## Extracted records
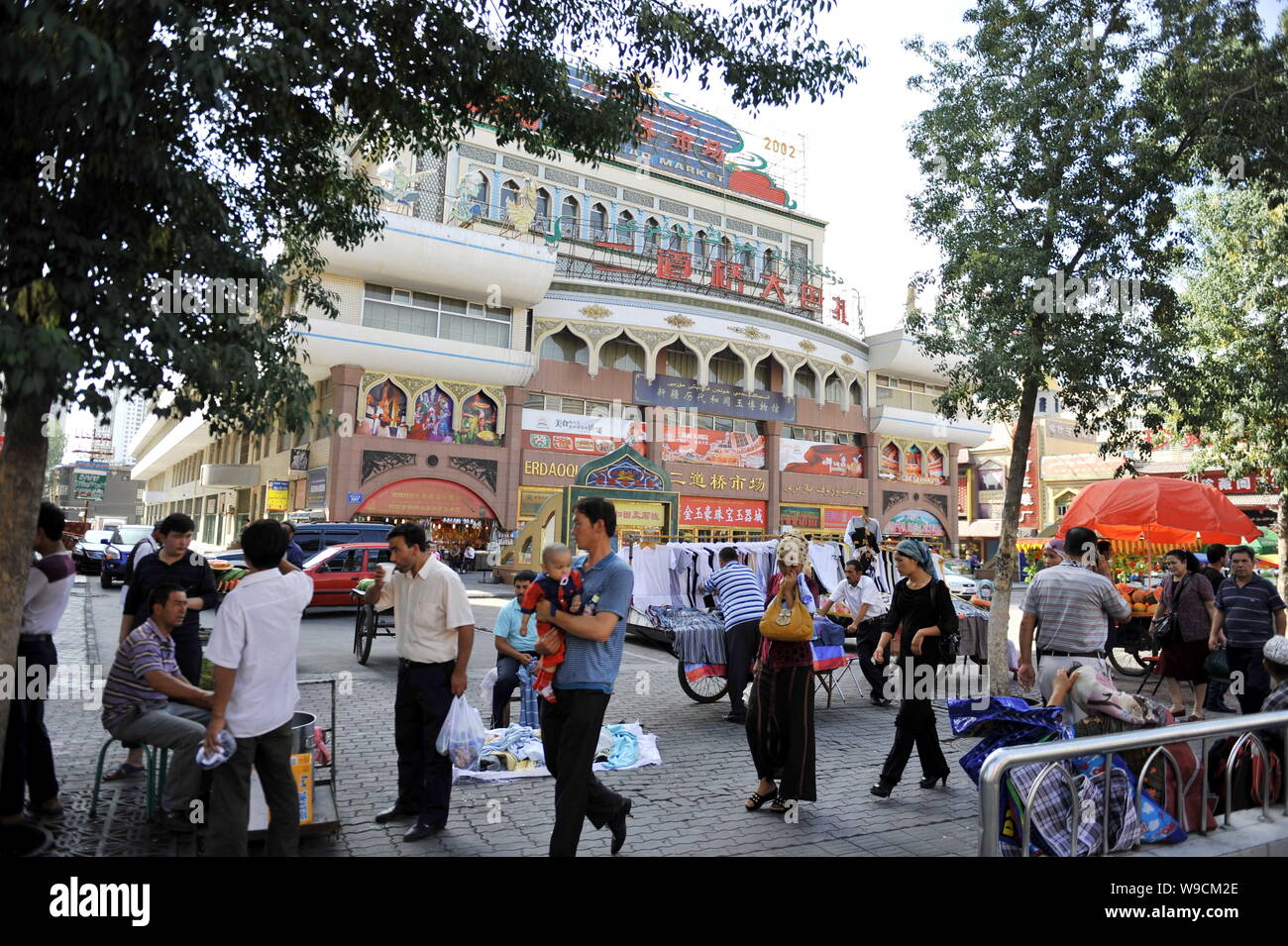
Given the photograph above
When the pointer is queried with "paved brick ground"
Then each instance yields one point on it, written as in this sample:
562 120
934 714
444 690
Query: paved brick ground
--
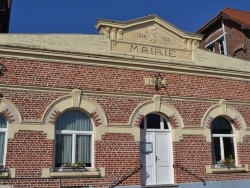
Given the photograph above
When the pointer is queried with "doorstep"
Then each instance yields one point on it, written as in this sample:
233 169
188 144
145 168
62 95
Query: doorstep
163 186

## Requirement
Locate each line in the records above that contains the string "with" and copy those lines. Matching is case-sensitive.

## Answer to this problem
When the pointer is queried with "paved brick ground"
When the pointer is queried with "doorstep"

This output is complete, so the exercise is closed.